• _Stored items from a collection_:
----
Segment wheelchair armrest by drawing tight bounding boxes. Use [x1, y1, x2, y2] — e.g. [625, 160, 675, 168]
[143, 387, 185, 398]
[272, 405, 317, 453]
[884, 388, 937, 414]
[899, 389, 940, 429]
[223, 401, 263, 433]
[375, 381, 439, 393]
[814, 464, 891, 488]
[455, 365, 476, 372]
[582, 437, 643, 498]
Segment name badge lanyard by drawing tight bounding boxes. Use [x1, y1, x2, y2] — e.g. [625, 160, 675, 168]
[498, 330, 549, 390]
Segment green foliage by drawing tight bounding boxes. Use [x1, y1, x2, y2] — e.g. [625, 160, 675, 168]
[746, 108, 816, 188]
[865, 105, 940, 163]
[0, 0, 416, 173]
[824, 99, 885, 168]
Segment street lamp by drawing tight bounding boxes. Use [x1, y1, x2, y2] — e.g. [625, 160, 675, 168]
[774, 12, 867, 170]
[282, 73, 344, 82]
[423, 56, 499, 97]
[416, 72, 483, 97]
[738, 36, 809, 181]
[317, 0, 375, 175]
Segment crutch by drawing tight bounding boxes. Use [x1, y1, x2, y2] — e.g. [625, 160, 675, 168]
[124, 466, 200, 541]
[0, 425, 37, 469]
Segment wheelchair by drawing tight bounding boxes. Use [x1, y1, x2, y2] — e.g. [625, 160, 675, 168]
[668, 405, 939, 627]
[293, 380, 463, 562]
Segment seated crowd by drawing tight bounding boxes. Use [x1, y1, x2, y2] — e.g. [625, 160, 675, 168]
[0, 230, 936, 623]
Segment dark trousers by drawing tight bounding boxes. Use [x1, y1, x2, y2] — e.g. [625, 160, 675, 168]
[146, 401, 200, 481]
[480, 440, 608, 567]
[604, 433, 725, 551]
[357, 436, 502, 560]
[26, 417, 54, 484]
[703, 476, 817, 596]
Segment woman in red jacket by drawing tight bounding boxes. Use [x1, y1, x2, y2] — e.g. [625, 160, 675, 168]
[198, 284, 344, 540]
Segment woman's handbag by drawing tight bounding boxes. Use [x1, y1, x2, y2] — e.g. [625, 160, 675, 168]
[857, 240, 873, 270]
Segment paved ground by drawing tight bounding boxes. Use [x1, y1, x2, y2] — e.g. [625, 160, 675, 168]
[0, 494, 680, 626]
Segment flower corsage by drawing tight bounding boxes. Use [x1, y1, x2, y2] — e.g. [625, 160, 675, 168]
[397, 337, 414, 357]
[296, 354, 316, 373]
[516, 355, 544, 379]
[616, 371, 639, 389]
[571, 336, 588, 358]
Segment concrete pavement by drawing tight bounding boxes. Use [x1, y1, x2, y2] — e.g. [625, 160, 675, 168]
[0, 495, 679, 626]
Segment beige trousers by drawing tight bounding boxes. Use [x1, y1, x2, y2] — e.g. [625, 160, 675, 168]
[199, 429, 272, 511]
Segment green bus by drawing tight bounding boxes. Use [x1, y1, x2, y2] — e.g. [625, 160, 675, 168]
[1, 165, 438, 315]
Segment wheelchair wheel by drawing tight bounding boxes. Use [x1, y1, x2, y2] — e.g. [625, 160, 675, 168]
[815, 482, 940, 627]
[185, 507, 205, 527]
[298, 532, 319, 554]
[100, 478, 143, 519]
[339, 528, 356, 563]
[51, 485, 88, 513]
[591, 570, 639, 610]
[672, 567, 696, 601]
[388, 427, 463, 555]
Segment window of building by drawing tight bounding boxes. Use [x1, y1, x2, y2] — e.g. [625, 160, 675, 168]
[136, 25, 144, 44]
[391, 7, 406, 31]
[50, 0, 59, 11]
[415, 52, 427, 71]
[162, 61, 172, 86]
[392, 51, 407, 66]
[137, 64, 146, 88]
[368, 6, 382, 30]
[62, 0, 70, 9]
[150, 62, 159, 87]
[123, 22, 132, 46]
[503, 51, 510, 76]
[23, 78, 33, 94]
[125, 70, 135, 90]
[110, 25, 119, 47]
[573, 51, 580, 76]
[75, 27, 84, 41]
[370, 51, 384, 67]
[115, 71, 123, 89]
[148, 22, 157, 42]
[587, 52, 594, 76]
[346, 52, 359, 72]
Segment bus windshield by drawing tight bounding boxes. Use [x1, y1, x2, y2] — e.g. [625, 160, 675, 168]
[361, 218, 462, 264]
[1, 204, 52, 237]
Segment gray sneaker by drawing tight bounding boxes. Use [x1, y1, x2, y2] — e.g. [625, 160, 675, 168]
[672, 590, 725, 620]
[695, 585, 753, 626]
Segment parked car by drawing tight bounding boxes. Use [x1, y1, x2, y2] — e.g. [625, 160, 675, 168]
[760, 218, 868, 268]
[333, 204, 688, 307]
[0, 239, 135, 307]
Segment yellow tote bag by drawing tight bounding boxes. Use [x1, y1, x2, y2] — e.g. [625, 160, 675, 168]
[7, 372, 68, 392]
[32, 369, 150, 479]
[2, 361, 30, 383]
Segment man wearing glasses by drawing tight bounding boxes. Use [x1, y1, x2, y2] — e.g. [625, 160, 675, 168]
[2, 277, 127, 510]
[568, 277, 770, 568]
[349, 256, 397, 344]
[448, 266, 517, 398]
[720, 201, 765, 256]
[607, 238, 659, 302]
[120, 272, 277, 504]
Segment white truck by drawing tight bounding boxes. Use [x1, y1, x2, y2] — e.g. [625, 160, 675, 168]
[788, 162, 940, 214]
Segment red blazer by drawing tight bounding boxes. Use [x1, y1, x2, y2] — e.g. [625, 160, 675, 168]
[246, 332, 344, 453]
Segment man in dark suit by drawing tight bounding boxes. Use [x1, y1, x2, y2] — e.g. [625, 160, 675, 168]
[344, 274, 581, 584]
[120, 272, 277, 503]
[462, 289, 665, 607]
----
• _WHAT THE TASK REQUIRES_:
Reproduce the entries above in full, verbatim.

• _SOLUTION TO THIS PROBLEM_:
Segment wheelchair armrest by drawing tight bounding boxes. Use [x1, y1, x2, y2] — e.g. [625, 160, 675, 168]
[143, 387, 185, 398]
[272, 405, 317, 453]
[884, 388, 937, 414]
[899, 389, 940, 429]
[223, 401, 263, 433]
[375, 381, 439, 393]
[814, 464, 891, 488]
[455, 365, 476, 372]
[582, 437, 643, 498]
Segment name badge lanyard by drawing tight bounding boxes. Use [x1, y1, x2, y2] — e.g. [625, 160, 675, 168]
[498, 330, 549, 390]
Segment green foliage by drawing tight bounding boxes. Use [x1, y1, x2, y2] — e.g. [625, 160, 675, 168]
[746, 108, 816, 188]
[865, 105, 940, 163]
[0, 0, 416, 173]
[824, 99, 885, 168]
Segment street lamp by drawing tight bounding boxes. Use [x1, y1, x2, y2] — e.g. [625, 160, 675, 168]
[774, 12, 867, 170]
[282, 73, 344, 82]
[423, 56, 499, 97]
[416, 72, 483, 97]
[738, 36, 809, 181]
[317, 0, 375, 175]
Segment crutch by drawing tight bounding boxes. Use [x1, y1, x2, y2] — e.g. [625, 160, 675, 168]
[124, 466, 200, 541]
[0, 425, 37, 469]
Segment wheelchair by drawing tight bounding boxes. Use [x1, y1, x2, y2] — e.g. [625, 160, 675, 168]
[668, 405, 939, 627]
[293, 380, 463, 562]
Segment seated crowd by drawing tight bounding boxes. Use [x1, y1, x2, y2] — e.g. [625, 160, 675, 168]
[0, 230, 936, 623]
Segment dark trousers by drawing tight bounding boxes. Use [x1, y1, x2, y2] — e.g. [625, 160, 675, 168]
[146, 401, 200, 481]
[480, 440, 608, 567]
[604, 433, 725, 551]
[357, 436, 502, 560]
[26, 417, 54, 484]
[703, 476, 817, 596]
Segment woman in red jacket by drawing tight bounding boxes. Use [x1, y1, x2, y2] — e.g. [625, 160, 675, 168]
[198, 284, 344, 540]
Segment woman's handbag by drawing tight bounding boxes. Use [x1, y1, x2, y2] — e.g. [625, 160, 675, 168]
[857, 240, 873, 270]
Segment paved ground by drawing tight bounding boxes. Use [x1, y1, x2, y2] — e.g. [625, 160, 675, 168]
[0, 494, 680, 626]
Segment flower corsage by drawing tight bounding boxes. Use [x1, y1, x2, y2] — e.g. [625, 160, 675, 168]
[397, 337, 414, 357]
[296, 354, 316, 373]
[516, 355, 544, 379]
[616, 371, 639, 389]
[571, 336, 588, 358]
Segment concrete pavement by drawing tight bounding boxes. Use [x1, y1, x2, y2] — e.g. [625, 160, 675, 168]
[0, 495, 679, 626]
Segment beige trousers by drawing tight bounding boxes. Use [x1, y1, x2, y2] — e.g. [625, 160, 675, 168]
[199, 429, 272, 511]
Segment green bus by drawing tight bounding boxes. Use [x1, y1, x2, y2] — e.g. [625, 160, 675, 168]
[1, 165, 438, 315]
Segment wheelchair wheel by drawing tight bounding boxes. Use [x1, y1, x2, y2] — e.g. [625, 160, 675, 168]
[815, 482, 940, 627]
[185, 507, 205, 527]
[298, 532, 319, 554]
[100, 478, 143, 519]
[339, 528, 356, 563]
[51, 485, 88, 513]
[591, 570, 639, 610]
[672, 567, 696, 601]
[388, 427, 463, 555]
Segment window of building by drawing tight bounding boxes. Use [x1, y1, x2, y2] — e.g. [625, 160, 675, 168]
[136, 25, 144, 44]
[391, 7, 406, 31]
[50, 0, 59, 11]
[415, 52, 427, 71]
[162, 61, 172, 86]
[392, 51, 407, 66]
[137, 64, 146, 88]
[368, 6, 382, 30]
[62, 0, 70, 9]
[150, 62, 159, 87]
[123, 22, 132, 46]
[503, 51, 510, 76]
[23, 78, 33, 94]
[125, 70, 135, 90]
[110, 25, 119, 47]
[573, 51, 580, 76]
[75, 27, 84, 41]
[370, 51, 384, 67]
[115, 71, 123, 89]
[148, 22, 157, 42]
[587, 52, 594, 76]
[346, 52, 359, 72]
Segment bus windshield by drawing tight bounding boxes. Use [x1, y1, x2, y2] — e.g. [625, 160, 675, 168]
[361, 218, 462, 264]
[1, 204, 52, 237]
Segment gray sneaker by drawing tight bounding boxes. Use [x1, y1, x2, y2] — e.g. [625, 160, 675, 168]
[672, 590, 725, 620]
[695, 585, 753, 626]
Segment parked car by drawing tight bounding boxes. Use [x1, y1, x2, y2] — e.g. [625, 160, 675, 168]
[760, 218, 868, 268]
[333, 204, 688, 307]
[0, 239, 135, 307]
Segment yellow tote bag by drawing tight bounding boxes. Use [x1, y1, x2, y2] — e.g. [625, 160, 675, 168]
[7, 372, 68, 392]
[32, 369, 150, 479]
[2, 361, 30, 383]
Segment man wearing glasses by drawing tight bounding boxes. Use [x1, y1, x2, y2] — e.g. [625, 160, 675, 168]
[2, 277, 127, 510]
[568, 277, 770, 568]
[349, 256, 397, 344]
[448, 266, 517, 398]
[720, 201, 765, 256]
[607, 238, 659, 302]
[120, 272, 277, 504]
Segment white truck by drawing tight bounding boxes. Use [x1, y1, x2, y2] — e.g. [625, 160, 675, 168]
[788, 162, 940, 214]
Segment red blazer by drawing tight bounding boxes. Use [x1, y1, x2, y2] — e.g. [625, 160, 675, 168]
[246, 332, 344, 453]
Segment man in dark suit by drawing tight bounding boxes. Use [x1, y1, x2, y2] — e.g. [625, 160, 675, 168]
[344, 274, 581, 584]
[120, 272, 277, 503]
[462, 289, 665, 607]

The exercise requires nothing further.